**Material shown:**
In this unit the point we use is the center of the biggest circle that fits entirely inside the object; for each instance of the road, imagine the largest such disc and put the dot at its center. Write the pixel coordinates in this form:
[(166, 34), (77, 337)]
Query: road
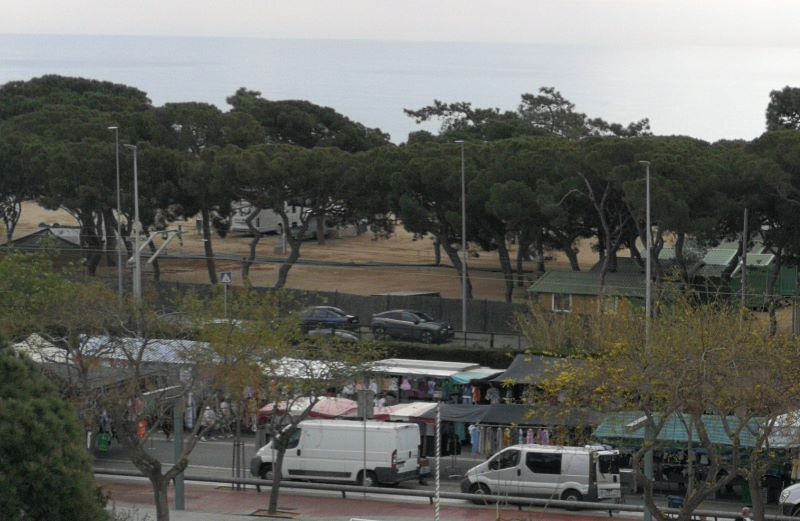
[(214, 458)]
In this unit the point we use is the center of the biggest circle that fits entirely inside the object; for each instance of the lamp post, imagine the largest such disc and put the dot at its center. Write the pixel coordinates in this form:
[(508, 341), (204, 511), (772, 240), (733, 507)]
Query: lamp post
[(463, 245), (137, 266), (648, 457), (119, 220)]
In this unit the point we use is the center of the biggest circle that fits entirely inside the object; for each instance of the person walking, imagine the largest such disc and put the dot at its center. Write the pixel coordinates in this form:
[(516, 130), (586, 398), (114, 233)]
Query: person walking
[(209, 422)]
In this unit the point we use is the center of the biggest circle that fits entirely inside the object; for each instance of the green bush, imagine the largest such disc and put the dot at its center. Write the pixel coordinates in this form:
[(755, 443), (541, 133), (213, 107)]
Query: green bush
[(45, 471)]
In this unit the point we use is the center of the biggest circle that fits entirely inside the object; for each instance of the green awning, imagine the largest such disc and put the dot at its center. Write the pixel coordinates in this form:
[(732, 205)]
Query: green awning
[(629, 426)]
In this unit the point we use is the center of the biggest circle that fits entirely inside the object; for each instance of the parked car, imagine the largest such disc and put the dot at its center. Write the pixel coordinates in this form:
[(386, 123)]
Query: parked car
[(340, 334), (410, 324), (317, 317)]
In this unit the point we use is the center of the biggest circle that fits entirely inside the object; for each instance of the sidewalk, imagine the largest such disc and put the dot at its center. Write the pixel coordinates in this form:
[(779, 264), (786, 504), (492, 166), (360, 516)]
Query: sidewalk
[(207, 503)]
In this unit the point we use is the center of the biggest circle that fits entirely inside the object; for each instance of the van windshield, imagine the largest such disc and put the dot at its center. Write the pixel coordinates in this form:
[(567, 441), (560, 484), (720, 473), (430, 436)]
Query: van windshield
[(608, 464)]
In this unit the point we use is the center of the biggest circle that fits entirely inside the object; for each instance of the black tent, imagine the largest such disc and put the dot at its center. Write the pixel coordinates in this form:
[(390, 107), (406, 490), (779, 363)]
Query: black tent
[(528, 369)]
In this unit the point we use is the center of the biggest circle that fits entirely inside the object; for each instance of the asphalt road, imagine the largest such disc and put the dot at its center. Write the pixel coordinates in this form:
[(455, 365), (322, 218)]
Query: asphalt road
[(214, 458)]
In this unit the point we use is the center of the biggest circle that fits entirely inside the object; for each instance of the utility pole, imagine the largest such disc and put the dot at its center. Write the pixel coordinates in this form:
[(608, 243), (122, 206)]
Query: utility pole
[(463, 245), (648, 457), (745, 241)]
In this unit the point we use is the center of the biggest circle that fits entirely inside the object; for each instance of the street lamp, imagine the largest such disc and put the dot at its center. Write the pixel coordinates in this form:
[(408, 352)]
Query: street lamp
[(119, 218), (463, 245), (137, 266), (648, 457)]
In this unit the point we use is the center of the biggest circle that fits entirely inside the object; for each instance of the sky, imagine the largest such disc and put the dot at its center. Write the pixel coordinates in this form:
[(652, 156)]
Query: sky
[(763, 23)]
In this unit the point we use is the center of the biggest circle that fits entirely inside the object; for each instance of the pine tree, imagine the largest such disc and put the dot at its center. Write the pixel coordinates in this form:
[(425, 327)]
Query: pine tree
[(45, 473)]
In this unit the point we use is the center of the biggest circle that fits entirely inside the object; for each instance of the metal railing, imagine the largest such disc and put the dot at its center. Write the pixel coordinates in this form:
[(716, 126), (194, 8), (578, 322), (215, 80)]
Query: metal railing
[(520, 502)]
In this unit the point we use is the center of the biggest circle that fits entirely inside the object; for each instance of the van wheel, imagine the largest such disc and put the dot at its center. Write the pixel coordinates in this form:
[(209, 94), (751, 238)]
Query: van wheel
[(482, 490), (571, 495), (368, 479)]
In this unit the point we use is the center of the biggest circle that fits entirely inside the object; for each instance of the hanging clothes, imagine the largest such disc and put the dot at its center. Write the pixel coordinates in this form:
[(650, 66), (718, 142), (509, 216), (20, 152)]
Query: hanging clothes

**Required action:**
Write every line above again exactly, but leave the pictures out.

**Written answer:**
In this unit the point we use is the center of the biggest circle that fits entirely inside the object; for each instance of the road, imagine the largest such disc and put the dot at its center. Write the pixel coordinates in this form:
[(166, 34), (77, 337)]
Query: road
[(214, 458)]
In this unit the point we use is the center of the biggest circle that fits entirely inside the object; for each instance of the lamp post, imagine the largest such disc and put the dot at its center. Write the pixel coordinates in this form:
[(508, 341), (204, 511), (772, 240), (733, 507)]
Query: lamp post
[(463, 245), (137, 266), (648, 457), (119, 220)]
In this unit the point we use is the center of the biggest circle that fits entirely inside the object; for each instance of the person walking, imagine the largest such disc and put the dot at its center. Write the pixel coordinates in this form:
[(516, 130), (586, 398), (114, 233)]
Query: person walking
[(209, 422)]
In this unit the point we use is the center of the biggest circle that fits entirely inside the object; for each instance of the green bush, imagine the largest such disc and put the dot at its center. Write the pixel coordinates in this form:
[(755, 443), (541, 133), (213, 107)]
Query: green bush
[(45, 471)]
In this unit the point we use is the center of the biggest circle that fits entirely inside the object; for each instance of the green awning, imagine the largest such disc and put the dot at its center. Write the pixel coordinates in this form:
[(732, 205)]
Query: green awning
[(629, 426)]
In this unit the point we use is the center of the biggest circle that fits entirely inside the object; for each instance of the parked car, imagine the largest such disc and put the dot at its center. Write the pixel coordinates in this form:
[(386, 123)]
Query: parked car
[(340, 334), (410, 324), (317, 317)]
In this unit the point we use is the center of the biggest circle that fits entirely inside the object; for each instance of the sidewalk, imagine the largest such disc and put the dot at its center. Write the pixel coordinates in this form:
[(779, 264), (786, 504), (492, 166), (360, 516)]
Query: sidewalk
[(207, 503)]
In this unit the point we use is the center of the biggest circle that fits entirely inside the object; for each instance of the van windshield, imagine the largest such disc and put the dot at its center. Write the pixel coordinates in this form:
[(567, 441), (560, 484), (720, 473), (430, 436)]
Query: van windshield
[(608, 464)]
In this unit the point we use is the center of the biggest circle that fits entirely inside the object; for each instance of the black tent, imagine the largest such disc and put the dot at its center. Write the pixel coordinates in this form:
[(390, 107), (406, 490), (779, 363)]
Query: black tent
[(528, 369)]
In this unit the point we use is the center of the biggest circle that fits entirely inside the object; for each instance of the asphalt road, imagine the largest such disc and put the dot at its center. Write the pixel coordinates in this form:
[(455, 365), (322, 218)]
Query: asphalt road
[(214, 458)]
In this unit the point we use is the center of the biggest circle that fits entirely inside the object; for each instance of the utility pole, imagine the largest such disc and put the dot at its center. Write the pixel coordinates in this form:
[(608, 243), (122, 206)]
Query: utility pole
[(463, 245), (648, 457), (745, 241)]
In this unit the point we use is the center of the biggest circle that fits entirely inside the object; for each instance of the street lamp, imagine the largest such disc and put the dot at its center. Write the pixel coordinates in this form:
[(408, 352)]
Query: street lamp
[(119, 218), (463, 245), (137, 266), (648, 457)]
In this unit the point we use is the center of the biggest circle that fits entirely inside the object; for each instance of the sky, imagine the largest such disc and put the dot at its center. Write the pixel coordinates in this form:
[(652, 156)]
Query: sky
[(763, 23)]
In this unit the point we use is the center of the biggest circle that fits entirely inside the object; for each instance of the pine tree, imagine the largest such disc and put the dot at its center. Write the pixel coordinates in this form:
[(425, 327)]
Query: pine tree
[(45, 473)]
In this unit the point we use is the center of the biggest circle that fits entirely inside the object; for each instance of the metal railing, imagine the largest such disc and put the dot at its center. Write the pixel coordinates in this form:
[(716, 126), (194, 8), (578, 322), (215, 80)]
Query: metal railing
[(520, 502)]
In this unit the point we use is the center of the biggest circle that fits entirely inside the object; for each instance of the van wheel, imagine the largest such disc and put the dot at its center. Write the pixel coordinates in this form:
[(209, 94), (751, 238)]
Query: van wheel
[(482, 490), (571, 495), (368, 479)]
In this unit the point we use is the center of the biggest circle that fits entirely inside the object; for each instance of the hanging clothes, imagine the largest such disc and put the dot at its center. Write the pixel coordinates in this form:
[(650, 66), (718, 142), (509, 216), (20, 152)]
Query: hanging clothes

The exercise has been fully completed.